┌────────

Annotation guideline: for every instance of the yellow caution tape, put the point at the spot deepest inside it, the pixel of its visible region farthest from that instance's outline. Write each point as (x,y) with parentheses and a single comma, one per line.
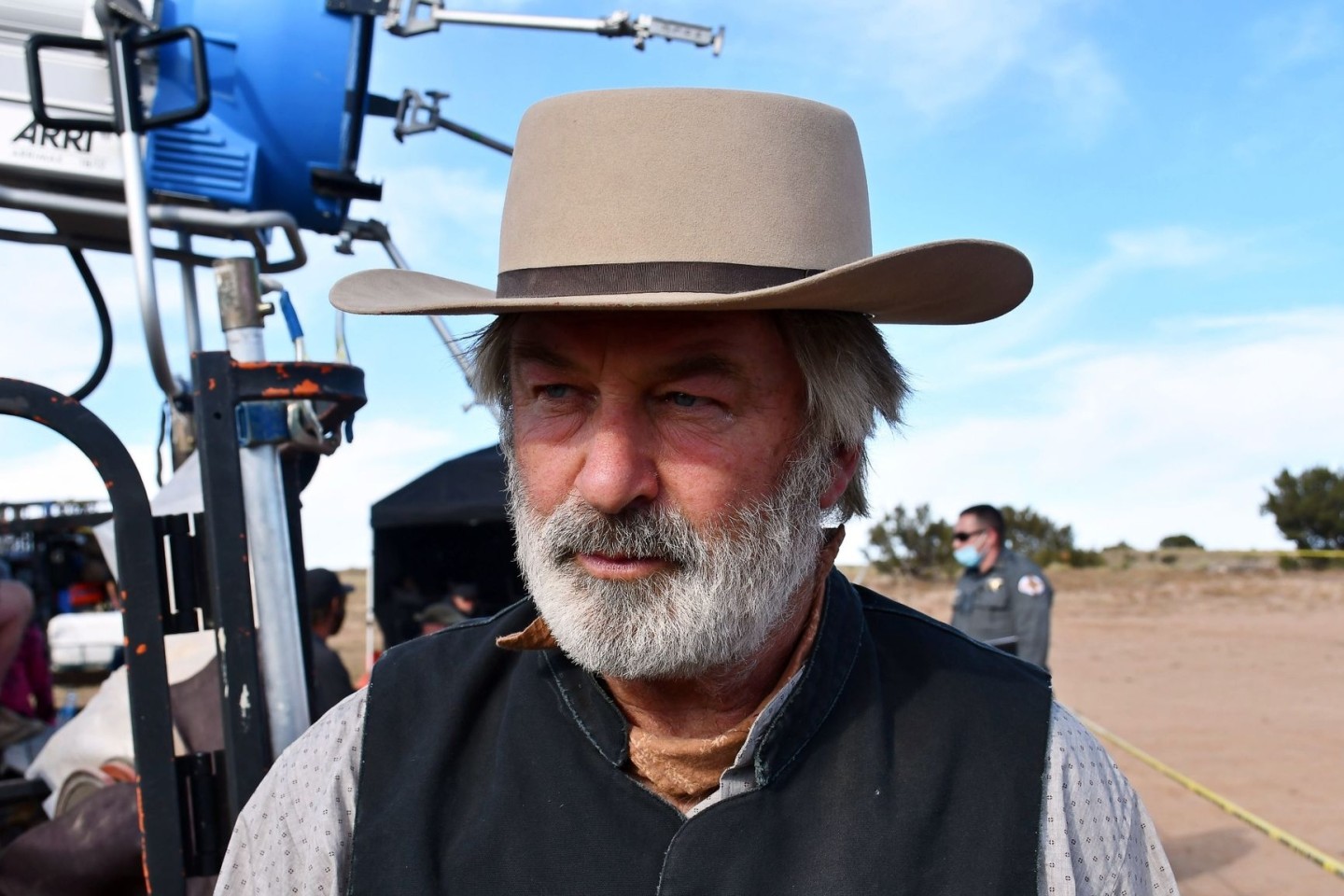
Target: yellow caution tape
(1297,846)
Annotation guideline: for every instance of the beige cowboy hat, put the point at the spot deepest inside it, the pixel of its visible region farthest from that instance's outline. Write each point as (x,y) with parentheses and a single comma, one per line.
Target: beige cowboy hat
(700,199)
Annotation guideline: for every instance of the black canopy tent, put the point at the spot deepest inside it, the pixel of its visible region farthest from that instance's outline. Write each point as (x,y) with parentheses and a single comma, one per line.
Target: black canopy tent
(443,528)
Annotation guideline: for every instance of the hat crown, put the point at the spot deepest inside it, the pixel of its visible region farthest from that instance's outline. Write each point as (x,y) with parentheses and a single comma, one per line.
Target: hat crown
(686,175)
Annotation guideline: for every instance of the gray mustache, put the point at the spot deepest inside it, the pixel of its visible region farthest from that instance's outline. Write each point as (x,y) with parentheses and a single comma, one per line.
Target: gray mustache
(647,532)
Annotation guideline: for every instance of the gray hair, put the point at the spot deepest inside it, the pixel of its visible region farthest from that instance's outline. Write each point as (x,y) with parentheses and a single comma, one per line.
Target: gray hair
(851,378)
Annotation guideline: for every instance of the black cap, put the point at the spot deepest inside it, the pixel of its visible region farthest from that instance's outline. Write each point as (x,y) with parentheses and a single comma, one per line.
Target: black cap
(323,587)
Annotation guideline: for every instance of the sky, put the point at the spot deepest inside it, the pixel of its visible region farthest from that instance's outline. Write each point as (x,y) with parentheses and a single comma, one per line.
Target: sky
(1172,171)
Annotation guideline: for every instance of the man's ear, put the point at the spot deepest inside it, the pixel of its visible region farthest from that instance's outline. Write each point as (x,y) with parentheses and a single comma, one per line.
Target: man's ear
(845,464)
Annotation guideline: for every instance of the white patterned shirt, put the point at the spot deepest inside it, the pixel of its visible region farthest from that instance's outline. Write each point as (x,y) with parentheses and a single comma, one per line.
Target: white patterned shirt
(295,835)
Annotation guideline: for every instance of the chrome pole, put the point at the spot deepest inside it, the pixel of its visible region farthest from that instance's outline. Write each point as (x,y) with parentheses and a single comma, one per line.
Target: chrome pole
(275,599)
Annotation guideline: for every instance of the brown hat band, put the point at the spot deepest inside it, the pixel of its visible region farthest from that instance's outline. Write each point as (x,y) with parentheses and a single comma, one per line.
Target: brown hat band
(643,277)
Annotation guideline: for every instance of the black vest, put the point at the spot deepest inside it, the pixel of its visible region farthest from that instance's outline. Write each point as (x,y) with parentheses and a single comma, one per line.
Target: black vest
(907,759)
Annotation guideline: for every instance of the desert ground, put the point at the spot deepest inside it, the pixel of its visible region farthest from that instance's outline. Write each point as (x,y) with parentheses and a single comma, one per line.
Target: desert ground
(1224,668)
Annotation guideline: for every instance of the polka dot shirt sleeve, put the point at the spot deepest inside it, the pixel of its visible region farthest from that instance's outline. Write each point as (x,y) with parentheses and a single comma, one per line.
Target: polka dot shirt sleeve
(1096,835)
(295,834)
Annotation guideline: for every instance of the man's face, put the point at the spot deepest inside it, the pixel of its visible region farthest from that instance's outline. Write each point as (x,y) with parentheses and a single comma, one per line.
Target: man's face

└────────

■ Exercise prompt
Copy all the lines of data exactly as they appear, dropping any images.

■ Result for this task
Annotation guideline: for every instance of the yellow caution tape, put the point at the spot deepest inside it, the pixel of its visible region farthest from that instance's outline. Write each point as (x,y) with parentheses and a single comma, one per line.
Target: yellow caution tape
(1297,846)
Annotation guideline: for every instance of the beige cowboy hat, put the point at the spot deepest inside it, the pixel of its visible region farthest from that instance's outline. Write each point as (x,y) with parentheses and a single comma, one per line.
Target: beige cowboy hat
(700,199)
Annotation guideline: for every instance of the black canopy tent, put the point at the spot deepest inside it, the pixel of its visible region farthest from that instance's outline. Write each point as (x,y) with parentheses and a single comma, one per line.
Target: black canopy tent
(443,528)
Annotation guideline: for every instance of the hat crown, put the point at the spot deepest inside it, the pixel of its visible region farthest from that instance's outline. Write each point as (x,y) with parentheses and a single comma, one per line.
Target: hat crown
(686,175)
Annotation guideline: for every instance of the gray mustache, put the point at the spot deepest inside it, the pixel of its visible region farthest from that instance's outline. Write each point as (x,y) with parentheses and a single comma, one per line.
Target: gray mustache
(647,532)
Annotation guideline: for every instance of the gray hair, put the point at the spot deepest inside it, the pixel of its visible region farthest from that instance's outline. Write each point as (x,y) with parentheses and a single comma, one per line.
Target: gray hair
(851,378)
Annotation guideline: for every instance of the black cap, put the point at the spot deepest inside it, the pixel of its visible region farthest from that instance's outline. Write each point as (x,y) with parentheses and a single comma, one per line.
Target: black cap
(323,587)
Annotation guideline: for every instance of the sky, put the point at the spot deepest inside it, the pixel of its visible region farthest from that instance's outline. Write each point as (x,y) with parentheses and a single comma, one per line.
Target: sky
(1172,171)
Annotation guideline: for every instance of the man's ear, put the point at the spot deepest inside it, the pixel of its visible region farthest from that instance's outline. Write each point as (x,y) with parentheses and a single comma, one per line.
Target: man's ear
(845,464)
Annotation guideline: for every instance of the white patterned shirt, put the point at the spot deepest inside it, the pixel of its visible region farthest from that instance's outline. Write each point as (x,y) with parentheses and a single comma, one per line.
Target: white patterned shirt
(295,835)
Annotation guideline: for every instance of the chrome pole, put the point at the spot deepest inside it, the pixel of its visible region farthest from that instance's outline. Write each point as (x,y) with parentheses and a single comma, one per line.
Target: chrome pole
(275,599)
Annotation guideline: for every instance of the brown hat band, put the point at the spot deepest inside it, the pixel of its visible region farthest from that instance's outline. Write each point as (x,y) with parentheses and a single comma, one per line.
Target: brown hat band
(643,277)
Annotation guideline: for every instance of the black vest, put the point at the spot deepest inside it, the pixel of its visible region farthest from that instance's outline. Write each point as (x,y) with parentheses and a single comma, one per line.
Target: black vest
(907,759)
Annotation guideline: for every instance of the desert ground, put the point at the spot deepest inside it, the pixel of its visible region farthest from that instance's outline. Write each point as (x,y) with parentheses and a single comma, one per line.
Target: desert ground
(1224,668)
Annotation guideline: for every instance of the polka dot shirt sleeve, put the point at the spot deepest inside it, the pixel of its visible region farthest from that instance's outline. Write each point as (x,y) with parentheses and a single comma, one per line.
Target: polka dot shirt sleeve
(1096,835)
(295,834)
Annotation guideline: for every instance of the man's face, put the point at the spot deepest inside it, the pixel of its visible region farthest from that instance's outline. Write each point as (x,y) with parentheses and a single comma, one per line.
Target: man's face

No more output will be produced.